Your goal: Give back the full set of entries exactly, keeping each line intact.

Stored data entries:
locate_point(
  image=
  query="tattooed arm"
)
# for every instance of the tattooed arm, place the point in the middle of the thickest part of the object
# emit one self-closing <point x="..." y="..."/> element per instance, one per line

Response area:
locate_point(
  image=
  query="tattooed arm"
)
# for every instance of the tattooed arm, place the point in the middle of the thickest part of the object
# emit one self-closing <point x="..." y="..."/> element per instance, one per line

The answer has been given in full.